** Start of Dataset records **
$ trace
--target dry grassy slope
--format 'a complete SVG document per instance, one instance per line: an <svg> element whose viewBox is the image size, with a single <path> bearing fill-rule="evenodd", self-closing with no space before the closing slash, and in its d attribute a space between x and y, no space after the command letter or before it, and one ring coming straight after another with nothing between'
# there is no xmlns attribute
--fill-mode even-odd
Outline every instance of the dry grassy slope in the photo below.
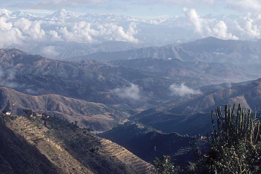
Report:
<svg viewBox="0 0 261 174"><path fill-rule="evenodd" d="M129 108L124 105L105 105L53 94L34 96L4 87L0 87L0 109L11 109L13 114L21 113L24 108L40 113L47 111L99 131L111 129L130 115Z"/></svg>
<svg viewBox="0 0 261 174"><path fill-rule="evenodd" d="M183 136L165 134L140 123L129 122L99 136L125 147L144 160L152 161L156 157L168 154L174 157L177 165L186 166L195 159L193 147L204 148L206 140L201 136Z"/></svg>
<svg viewBox="0 0 261 174"><path fill-rule="evenodd" d="M2 126L36 148L59 173L151 173L152 165L124 148L61 119L50 118L45 126L37 118L1 117Z"/></svg>
<svg viewBox="0 0 261 174"><path fill-rule="evenodd" d="M204 88L201 94L174 100L162 106L145 111L144 114L142 112L139 114L139 117L163 111L179 114L205 113L215 110L222 104L232 106L235 102L253 111L258 102L261 101L261 79L226 84L210 90L208 90L207 87ZM257 108L258 110L260 109Z"/></svg>
<svg viewBox="0 0 261 174"><path fill-rule="evenodd" d="M232 106L235 102L254 111L260 101L261 79L259 79L246 84L233 84L210 92L174 101L165 106L173 108L170 110L173 113L195 113L208 112L221 105Z"/></svg>

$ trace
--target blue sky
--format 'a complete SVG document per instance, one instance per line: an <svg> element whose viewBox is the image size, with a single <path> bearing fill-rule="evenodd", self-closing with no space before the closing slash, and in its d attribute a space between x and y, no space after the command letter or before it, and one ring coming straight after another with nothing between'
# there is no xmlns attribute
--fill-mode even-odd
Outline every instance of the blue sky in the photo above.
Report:
<svg viewBox="0 0 261 174"><path fill-rule="evenodd" d="M261 10L260 0L0 0L0 8L37 15L64 8L76 13L117 13L140 18L183 15L182 8L195 9L199 14L239 14Z"/></svg>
** End of Dataset records **
* _Aim of the exercise_: Reproduce all of the items above word for word, omitting the pictures.

* _Reply to the task_:
$ trace
--target dry grassy slope
--format 'a complete SVG document per instance, one instance per line: an <svg> element whose viewBox is the image size, with a single <path> bearing fill-rule="evenodd", self-closing with no space before the closing slash, and in its d attribute a space between x and y, no space after the command letter or before it, and one ring coming straight after another with nothing between'
# there is no xmlns attribute
--fill-mode even-odd
Outline every instance of the dry grassy slope in the photo below.
Report:
<svg viewBox="0 0 261 174"><path fill-rule="evenodd" d="M129 108L124 105L105 105L53 94L34 96L4 87L0 87L0 109L11 109L13 114L21 113L24 108L40 113L47 111L99 131L111 129L130 115Z"/></svg>
<svg viewBox="0 0 261 174"><path fill-rule="evenodd" d="M183 136L165 134L140 123L129 122L99 136L125 147L144 160L152 161L156 157L168 154L174 157L177 165L186 166L195 159L193 147L204 148L206 140L201 136Z"/></svg>
<svg viewBox="0 0 261 174"><path fill-rule="evenodd" d="M2 126L36 148L59 173L151 173L152 165L124 148L61 119L50 118L45 126L37 118L1 117Z"/></svg>
<svg viewBox="0 0 261 174"><path fill-rule="evenodd" d="M204 88L201 94L174 100L162 106L145 111L144 114L142 112L139 114L139 117L163 111L179 114L205 113L215 110L222 104L232 106L235 102L253 111L258 102L261 101L261 79L226 84L210 90L208 90L207 87ZM257 108L258 110L260 109Z"/></svg>
<svg viewBox="0 0 261 174"><path fill-rule="evenodd" d="M232 106L235 102L254 111L260 101L261 79L259 79L246 84L233 84L210 92L174 101L165 106L173 108L170 110L173 113L195 113L208 112L221 105Z"/></svg>

$ trace
--target blue sky
--format 'a complete SVG document per instance, one instance per line: an <svg> element whose viewBox is the image size, with a single <path> bearing fill-rule="evenodd", self-closing with no space before the closing slash, and in its d attribute a space between x and y, no space after the command letter or before it, and one ring coming straight after another with nothing between'
# there is no xmlns attribute
--fill-mode even-odd
Outline every instance of the blue sky in the photo above.
Report:
<svg viewBox="0 0 261 174"><path fill-rule="evenodd" d="M261 10L260 0L0 0L0 8L37 15L64 8L76 13L117 13L140 18L183 15L182 8L195 9L199 14L239 14Z"/></svg>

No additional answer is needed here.